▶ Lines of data

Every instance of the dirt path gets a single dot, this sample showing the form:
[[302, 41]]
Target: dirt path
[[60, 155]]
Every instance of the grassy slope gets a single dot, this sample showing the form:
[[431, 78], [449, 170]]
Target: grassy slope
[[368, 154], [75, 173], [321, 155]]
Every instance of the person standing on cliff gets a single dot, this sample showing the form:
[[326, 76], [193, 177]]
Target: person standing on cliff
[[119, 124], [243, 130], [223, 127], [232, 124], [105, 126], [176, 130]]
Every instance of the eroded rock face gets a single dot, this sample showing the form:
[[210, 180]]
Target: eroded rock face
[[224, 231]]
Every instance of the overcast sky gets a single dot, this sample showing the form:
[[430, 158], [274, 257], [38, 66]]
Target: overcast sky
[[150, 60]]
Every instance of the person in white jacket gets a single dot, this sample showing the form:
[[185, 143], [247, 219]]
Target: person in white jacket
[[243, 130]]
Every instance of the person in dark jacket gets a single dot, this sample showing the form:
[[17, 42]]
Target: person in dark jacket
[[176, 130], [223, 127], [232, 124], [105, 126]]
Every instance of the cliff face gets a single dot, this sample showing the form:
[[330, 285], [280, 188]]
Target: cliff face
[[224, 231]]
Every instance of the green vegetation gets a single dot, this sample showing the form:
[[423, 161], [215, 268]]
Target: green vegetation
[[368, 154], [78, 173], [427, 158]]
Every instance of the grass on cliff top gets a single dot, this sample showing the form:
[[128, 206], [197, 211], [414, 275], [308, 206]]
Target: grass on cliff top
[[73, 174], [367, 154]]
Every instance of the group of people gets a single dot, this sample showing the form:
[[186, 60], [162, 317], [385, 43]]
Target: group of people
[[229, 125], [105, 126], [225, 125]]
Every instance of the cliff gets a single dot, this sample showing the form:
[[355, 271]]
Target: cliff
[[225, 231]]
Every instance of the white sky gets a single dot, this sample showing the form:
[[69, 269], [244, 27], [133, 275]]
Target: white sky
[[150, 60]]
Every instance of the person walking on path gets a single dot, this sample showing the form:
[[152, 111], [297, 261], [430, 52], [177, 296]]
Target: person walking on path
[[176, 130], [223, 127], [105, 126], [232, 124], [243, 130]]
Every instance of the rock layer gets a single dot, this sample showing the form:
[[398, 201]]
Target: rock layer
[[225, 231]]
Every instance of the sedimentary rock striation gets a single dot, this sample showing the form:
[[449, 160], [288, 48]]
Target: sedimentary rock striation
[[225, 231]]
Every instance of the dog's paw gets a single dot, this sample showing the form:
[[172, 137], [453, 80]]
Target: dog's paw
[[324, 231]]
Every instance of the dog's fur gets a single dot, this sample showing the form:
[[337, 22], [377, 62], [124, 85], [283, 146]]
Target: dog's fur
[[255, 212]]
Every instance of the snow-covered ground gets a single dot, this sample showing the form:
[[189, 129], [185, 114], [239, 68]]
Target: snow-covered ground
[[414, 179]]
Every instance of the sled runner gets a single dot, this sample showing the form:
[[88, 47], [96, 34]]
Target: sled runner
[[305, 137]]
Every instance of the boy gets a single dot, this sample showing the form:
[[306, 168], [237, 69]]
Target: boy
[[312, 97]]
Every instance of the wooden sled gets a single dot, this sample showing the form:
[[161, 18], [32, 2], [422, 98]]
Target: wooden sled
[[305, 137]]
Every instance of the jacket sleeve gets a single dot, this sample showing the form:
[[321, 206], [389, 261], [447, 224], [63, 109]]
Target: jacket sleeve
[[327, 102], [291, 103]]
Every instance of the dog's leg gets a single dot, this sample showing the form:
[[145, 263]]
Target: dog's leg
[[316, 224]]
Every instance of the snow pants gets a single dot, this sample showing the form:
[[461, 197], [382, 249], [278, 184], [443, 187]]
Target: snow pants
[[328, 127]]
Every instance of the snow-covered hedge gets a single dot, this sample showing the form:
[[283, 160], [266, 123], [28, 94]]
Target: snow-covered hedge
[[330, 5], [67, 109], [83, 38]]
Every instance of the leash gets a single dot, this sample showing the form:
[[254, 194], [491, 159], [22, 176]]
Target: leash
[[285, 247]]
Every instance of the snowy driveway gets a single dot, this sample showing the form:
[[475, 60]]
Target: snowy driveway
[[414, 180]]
--
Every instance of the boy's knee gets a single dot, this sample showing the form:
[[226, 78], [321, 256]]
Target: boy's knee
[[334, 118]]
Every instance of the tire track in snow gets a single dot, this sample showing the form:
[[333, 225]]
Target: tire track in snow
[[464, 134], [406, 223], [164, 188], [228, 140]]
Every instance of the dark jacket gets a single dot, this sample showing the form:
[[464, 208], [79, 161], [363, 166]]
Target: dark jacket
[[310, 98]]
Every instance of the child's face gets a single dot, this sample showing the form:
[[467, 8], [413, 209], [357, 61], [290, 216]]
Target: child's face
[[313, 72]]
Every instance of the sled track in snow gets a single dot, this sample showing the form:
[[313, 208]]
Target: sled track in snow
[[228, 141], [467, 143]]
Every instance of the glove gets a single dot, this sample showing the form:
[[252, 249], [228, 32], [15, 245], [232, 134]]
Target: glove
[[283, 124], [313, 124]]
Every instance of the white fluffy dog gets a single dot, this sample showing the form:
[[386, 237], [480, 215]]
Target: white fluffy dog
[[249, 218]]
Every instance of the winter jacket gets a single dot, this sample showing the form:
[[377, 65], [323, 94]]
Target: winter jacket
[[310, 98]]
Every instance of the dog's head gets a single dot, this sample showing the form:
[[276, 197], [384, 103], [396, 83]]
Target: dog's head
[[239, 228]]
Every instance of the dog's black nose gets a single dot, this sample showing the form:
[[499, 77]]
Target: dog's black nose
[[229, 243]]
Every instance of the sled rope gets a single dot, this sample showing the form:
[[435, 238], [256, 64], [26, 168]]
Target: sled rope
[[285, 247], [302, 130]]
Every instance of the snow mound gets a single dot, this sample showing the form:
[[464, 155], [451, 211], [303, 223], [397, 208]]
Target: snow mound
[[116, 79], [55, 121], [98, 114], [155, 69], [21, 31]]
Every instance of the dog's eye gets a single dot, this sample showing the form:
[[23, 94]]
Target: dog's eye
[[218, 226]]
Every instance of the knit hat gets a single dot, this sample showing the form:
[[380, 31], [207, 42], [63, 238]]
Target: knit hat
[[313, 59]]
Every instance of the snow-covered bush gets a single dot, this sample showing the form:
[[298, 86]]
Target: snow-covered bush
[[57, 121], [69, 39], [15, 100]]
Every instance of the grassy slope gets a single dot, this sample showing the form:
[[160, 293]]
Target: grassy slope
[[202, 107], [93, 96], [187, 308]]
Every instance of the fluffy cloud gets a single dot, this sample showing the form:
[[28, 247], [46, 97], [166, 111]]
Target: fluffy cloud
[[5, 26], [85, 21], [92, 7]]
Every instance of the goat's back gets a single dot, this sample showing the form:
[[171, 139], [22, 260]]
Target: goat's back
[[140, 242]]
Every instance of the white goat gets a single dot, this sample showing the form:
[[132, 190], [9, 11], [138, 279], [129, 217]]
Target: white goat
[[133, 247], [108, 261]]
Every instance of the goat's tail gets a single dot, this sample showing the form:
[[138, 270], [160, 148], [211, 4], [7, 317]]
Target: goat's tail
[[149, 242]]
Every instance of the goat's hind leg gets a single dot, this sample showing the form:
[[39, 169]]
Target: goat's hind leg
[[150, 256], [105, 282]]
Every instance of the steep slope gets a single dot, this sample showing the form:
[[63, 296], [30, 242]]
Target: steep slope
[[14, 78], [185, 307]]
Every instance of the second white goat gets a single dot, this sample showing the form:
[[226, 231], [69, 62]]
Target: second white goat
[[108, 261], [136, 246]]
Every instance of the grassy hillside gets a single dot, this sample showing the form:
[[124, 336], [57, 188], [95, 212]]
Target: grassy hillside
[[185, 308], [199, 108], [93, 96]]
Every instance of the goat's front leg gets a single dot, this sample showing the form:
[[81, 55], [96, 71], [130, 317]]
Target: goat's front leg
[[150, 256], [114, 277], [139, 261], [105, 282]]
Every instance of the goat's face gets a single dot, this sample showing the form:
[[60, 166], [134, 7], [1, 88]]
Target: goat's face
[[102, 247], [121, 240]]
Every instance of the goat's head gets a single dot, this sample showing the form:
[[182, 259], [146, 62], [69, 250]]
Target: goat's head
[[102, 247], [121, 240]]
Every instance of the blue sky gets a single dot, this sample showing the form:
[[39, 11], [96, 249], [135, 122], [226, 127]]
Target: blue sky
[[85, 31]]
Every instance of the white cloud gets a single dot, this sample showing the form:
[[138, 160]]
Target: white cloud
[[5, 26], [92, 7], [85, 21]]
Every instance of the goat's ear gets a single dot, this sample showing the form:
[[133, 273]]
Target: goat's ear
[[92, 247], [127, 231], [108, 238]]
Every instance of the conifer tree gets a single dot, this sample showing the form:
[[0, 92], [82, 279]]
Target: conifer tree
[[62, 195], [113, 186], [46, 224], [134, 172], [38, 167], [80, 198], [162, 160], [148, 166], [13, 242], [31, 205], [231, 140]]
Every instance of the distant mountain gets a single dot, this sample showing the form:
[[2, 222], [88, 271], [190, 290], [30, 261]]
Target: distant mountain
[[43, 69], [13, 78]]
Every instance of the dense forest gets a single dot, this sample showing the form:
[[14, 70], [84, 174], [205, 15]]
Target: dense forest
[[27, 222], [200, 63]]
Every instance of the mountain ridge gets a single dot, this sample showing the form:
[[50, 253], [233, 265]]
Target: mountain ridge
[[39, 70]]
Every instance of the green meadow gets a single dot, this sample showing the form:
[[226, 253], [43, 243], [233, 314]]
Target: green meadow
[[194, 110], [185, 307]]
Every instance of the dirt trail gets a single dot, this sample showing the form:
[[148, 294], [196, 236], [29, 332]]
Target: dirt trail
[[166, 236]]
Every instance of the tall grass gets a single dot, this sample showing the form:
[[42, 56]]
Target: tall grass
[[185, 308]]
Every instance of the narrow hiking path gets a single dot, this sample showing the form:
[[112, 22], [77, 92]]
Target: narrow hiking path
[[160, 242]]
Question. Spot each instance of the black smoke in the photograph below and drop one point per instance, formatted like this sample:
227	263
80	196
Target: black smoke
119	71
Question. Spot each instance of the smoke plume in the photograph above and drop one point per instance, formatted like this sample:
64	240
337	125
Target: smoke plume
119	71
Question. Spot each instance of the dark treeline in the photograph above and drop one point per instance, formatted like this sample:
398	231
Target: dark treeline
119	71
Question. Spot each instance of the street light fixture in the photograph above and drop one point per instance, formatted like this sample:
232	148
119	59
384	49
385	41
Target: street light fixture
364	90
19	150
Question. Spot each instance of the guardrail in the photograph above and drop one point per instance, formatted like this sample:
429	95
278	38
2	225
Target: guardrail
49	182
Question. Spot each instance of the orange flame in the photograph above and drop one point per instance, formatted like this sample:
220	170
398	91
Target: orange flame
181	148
* * *
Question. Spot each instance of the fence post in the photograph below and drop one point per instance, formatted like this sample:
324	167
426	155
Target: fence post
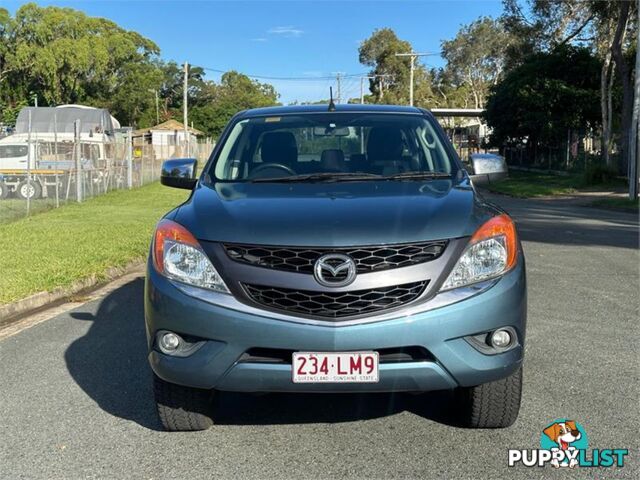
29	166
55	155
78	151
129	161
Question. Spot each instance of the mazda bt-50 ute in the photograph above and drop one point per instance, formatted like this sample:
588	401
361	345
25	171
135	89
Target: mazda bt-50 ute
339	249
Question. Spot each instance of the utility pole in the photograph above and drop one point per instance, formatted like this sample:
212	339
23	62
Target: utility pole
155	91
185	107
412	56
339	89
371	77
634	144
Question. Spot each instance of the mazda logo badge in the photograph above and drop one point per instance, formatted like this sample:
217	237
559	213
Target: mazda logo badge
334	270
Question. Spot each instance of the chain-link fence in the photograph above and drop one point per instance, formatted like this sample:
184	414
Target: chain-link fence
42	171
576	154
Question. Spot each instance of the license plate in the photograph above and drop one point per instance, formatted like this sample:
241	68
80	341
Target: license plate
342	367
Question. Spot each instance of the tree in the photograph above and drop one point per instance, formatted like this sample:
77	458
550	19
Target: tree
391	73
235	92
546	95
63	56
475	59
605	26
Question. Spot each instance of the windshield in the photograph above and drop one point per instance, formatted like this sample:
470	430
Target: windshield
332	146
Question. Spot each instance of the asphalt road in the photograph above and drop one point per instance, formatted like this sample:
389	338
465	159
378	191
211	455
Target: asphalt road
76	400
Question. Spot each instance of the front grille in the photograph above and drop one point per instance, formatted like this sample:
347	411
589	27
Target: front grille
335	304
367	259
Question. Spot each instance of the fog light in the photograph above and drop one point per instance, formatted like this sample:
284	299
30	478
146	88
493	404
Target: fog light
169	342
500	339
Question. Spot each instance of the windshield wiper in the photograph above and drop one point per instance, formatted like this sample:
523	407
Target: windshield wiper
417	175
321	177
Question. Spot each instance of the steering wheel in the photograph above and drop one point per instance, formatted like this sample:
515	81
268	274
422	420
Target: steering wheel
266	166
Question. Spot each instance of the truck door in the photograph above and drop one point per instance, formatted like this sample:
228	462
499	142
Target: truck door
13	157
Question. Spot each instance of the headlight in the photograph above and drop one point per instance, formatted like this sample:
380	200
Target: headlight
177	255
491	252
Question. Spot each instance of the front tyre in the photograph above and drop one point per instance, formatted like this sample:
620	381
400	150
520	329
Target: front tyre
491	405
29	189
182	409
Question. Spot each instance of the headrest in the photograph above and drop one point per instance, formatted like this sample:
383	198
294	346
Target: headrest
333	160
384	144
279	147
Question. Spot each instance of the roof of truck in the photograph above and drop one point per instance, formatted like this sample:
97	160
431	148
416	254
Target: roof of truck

▶ Do this
Return every line of the records above that contains the word "group", matching case exactly.

▶ Written response
Every instance of the group of people gets a single dot, this sample showing the form:
Target: group of people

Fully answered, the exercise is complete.